Ahora que se apagó la polémica sobre el caso haitiano con la misma rapidez con que se había declarado, permítaseme participar en la siguiente: la producida por las recientes declaraciones del embajador americano sobre la corrupción. Si en la primera tuve una razón para expresar mis reflexiones, en esta tengo dos. A diferencia de la primera, cuyos ataques se centraban en una sola característica, la nacionalidad (y la raza, soterradamente), los ataques de esta tienen dos blancos: la nacionalidad y las preferencias sexuales.
Sobre los ataques a la nacionalidad diré poco porque ya he expresado mi opinión sobre ellos anteriormente. Recordaré simplemente la excelente definición del nacionalismo que dio Shaw: “el sentimiento de que tu país es el mejor porque naciste en él”. Es legítimo amar a su patria. Pero no por eso hay que odiar a las demás. No hay que olvidar que antes que dominicanos, americanos o argentinos, somos todos humanos.

(Entradas de un conjunto de datos de señalamiento)
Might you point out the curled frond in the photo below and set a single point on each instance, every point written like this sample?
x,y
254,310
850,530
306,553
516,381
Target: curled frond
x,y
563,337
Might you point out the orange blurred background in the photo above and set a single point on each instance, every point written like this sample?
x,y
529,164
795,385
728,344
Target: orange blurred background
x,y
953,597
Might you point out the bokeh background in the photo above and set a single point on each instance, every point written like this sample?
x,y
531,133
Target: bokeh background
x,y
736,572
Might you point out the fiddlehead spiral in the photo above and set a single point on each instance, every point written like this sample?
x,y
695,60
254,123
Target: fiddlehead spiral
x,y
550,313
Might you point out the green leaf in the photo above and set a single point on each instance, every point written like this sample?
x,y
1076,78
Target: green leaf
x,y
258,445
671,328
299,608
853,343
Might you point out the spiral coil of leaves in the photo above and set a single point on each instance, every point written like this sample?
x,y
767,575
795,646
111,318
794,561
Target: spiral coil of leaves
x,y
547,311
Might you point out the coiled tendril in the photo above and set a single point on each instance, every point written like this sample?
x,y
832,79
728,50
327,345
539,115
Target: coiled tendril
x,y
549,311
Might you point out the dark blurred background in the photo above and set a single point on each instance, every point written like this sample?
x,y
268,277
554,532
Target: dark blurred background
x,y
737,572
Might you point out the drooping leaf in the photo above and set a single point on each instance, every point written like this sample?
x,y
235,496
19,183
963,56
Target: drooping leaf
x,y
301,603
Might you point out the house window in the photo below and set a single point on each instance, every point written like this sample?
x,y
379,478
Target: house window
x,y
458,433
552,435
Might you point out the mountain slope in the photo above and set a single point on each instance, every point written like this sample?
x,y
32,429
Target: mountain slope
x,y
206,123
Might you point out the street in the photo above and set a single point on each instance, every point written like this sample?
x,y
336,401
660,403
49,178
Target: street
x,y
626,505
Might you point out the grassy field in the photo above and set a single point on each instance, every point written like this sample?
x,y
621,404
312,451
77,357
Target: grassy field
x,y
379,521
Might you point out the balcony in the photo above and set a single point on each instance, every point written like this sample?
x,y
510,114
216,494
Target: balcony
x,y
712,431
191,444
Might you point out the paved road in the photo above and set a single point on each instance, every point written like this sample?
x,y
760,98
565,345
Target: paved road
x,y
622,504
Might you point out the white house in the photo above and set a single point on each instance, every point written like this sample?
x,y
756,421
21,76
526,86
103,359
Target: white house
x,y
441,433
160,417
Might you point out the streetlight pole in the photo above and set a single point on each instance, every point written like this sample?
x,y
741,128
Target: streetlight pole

Problema planteado A
Traduzca al inglés esta oración del fragmento de página: "No hay que olvidar que antes que dominicanos, americanos o argentinos, somos todos humanos."
Problema planteado B
Indique si cada afirmación concuerda con el fragmento de página y respalde la respuesta con las palabras decisivas del texto, citadas literalmente. (i) La polémica sobre el caso haitiano se apagó rápidamente. (ii) Los ataques de la nueva polémica tienen un solo blanco. (iii) La definición del nacionalismo que se cita se atribuye a Shaw.
Problema planteado C
Reproduzca sin cambios todo lo que va en el fragmento de página desde "Sobre los ataques" hasta "somos todos humanos.", ambos incluidos.
Para resolver lo que se pide, apóyese únicamente en el fragmento de página.

Respuesta del ejercicio A
We must not forget that before being Dominicans, Americans, or Argentines, we are all human.

Respuesta del ejercicio B
(i) Sí: "se apagó la polémica sobre el caso haitiano con la misma rapidez con que se había declarado".
(ii) No: "los ataques de esta tienen dos blancos: la nacionalidad y las preferencias sexuales".
(iii) Sí: "la excelente definición del nacionalismo que dio Shaw".

Respuesta del ejercicio C
Sobre los ataques a la nacionalidad diré poco porque ya he expresado mi opinión sobre ellos anteriormente. Recordaré simplemente la excelente definición del nacionalismo que dio Shaw: “el sentimiento de que tu país es el mejor porque naciste en él”. Es legítimo amar a su patria. Pero no por eso hay que odiar a las demás. No hay que olvidar que antes que dominicanos, americanos o argentinos, somos todos humanos.